(Excerpts from a point labeling dataset)
=====

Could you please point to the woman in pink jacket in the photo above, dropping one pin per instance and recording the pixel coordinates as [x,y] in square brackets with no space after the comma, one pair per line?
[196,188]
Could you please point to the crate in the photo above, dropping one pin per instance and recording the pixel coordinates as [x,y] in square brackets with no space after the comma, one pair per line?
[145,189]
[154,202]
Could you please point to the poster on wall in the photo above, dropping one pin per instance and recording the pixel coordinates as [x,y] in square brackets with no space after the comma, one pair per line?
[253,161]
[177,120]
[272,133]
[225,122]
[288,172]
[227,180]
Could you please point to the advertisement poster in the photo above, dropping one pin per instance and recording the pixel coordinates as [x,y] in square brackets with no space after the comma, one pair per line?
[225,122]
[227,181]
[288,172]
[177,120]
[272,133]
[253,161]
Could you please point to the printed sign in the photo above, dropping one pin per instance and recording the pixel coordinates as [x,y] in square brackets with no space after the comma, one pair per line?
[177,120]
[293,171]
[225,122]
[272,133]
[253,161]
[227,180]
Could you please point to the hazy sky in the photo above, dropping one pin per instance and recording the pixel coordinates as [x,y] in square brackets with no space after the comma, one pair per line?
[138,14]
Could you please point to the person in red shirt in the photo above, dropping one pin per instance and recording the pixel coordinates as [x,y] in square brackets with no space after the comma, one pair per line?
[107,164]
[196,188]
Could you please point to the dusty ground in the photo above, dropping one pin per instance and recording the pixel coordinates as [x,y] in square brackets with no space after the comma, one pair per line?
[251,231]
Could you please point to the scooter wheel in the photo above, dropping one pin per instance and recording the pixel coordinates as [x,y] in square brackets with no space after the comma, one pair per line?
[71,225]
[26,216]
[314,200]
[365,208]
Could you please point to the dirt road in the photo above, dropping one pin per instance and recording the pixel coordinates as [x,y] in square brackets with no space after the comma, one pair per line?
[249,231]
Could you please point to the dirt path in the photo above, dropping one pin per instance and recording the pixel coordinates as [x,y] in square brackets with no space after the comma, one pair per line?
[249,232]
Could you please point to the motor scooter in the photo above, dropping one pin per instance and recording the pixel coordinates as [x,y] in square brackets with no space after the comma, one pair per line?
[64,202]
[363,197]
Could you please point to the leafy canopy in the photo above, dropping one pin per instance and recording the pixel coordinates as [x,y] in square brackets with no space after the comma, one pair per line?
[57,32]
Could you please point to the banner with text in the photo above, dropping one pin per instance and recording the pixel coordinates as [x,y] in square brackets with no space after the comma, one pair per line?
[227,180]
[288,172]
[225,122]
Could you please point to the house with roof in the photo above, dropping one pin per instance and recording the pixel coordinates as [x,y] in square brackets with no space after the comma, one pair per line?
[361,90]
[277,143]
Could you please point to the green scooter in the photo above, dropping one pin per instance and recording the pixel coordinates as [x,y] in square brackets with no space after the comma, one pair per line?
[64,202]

=====

> **TASK OBJECTIVE**:
Copy word for word the lines from the one containing "Could you please point to the scooter" through the final line, including both.

> **ANSWER**:
Could you please point to the scooter wheel in the photo above, dropping one pin per instance and recording the pixel coordinates as [x,y] in square brackets with no space after the comma, one pair per line?
[71,225]
[26,216]
[314,200]
[365,208]
Could you please point to the dirt road in the photo above, dropping one pin per instance and recording the pixel coordinates as [x,y] in square brackets with no space after the comma, one pair per line?
[249,231]
Could you please point to the dirt path in the photo above, dropping one pin per instance and recording the pixel coordinates as [x,y] in square brackets with no space after the comma, one pair per line?
[249,232]
Could you please point to the motor scooter in the photo above, dropping one pin per instance and recording the pixel coordinates as [x,y] in square brackets with no space after the comma, one pair per line?
[64,202]
[363,197]
Could you please point to the leafy canopy in the photo above, dropping one pin per instance and recording the pixel coordinates as [x,y] in square brackets with no space after the comma, one pair per line?
[57,32]
Could you please point to the banner with text in the photo above, dropping one pin per instance and recording the pixel coordinates as [x,y] in square brackets with no space after the comma, one pair per line?
[227,180]
[288,172]
[225,122]
Could you please point to the house with roof in the photo above, dropping one pin per instance and recording the pixel coordinates as [x,y] in square brackets with no space after the comma, one pair per line?
[361,90]
[277,143]
Could you please point to the green scooter in the photo above, dropping one pin per instance and recording the pixel coordinates as [x,y] in square brackets with no space after the comma, one pair per line?
[64,202]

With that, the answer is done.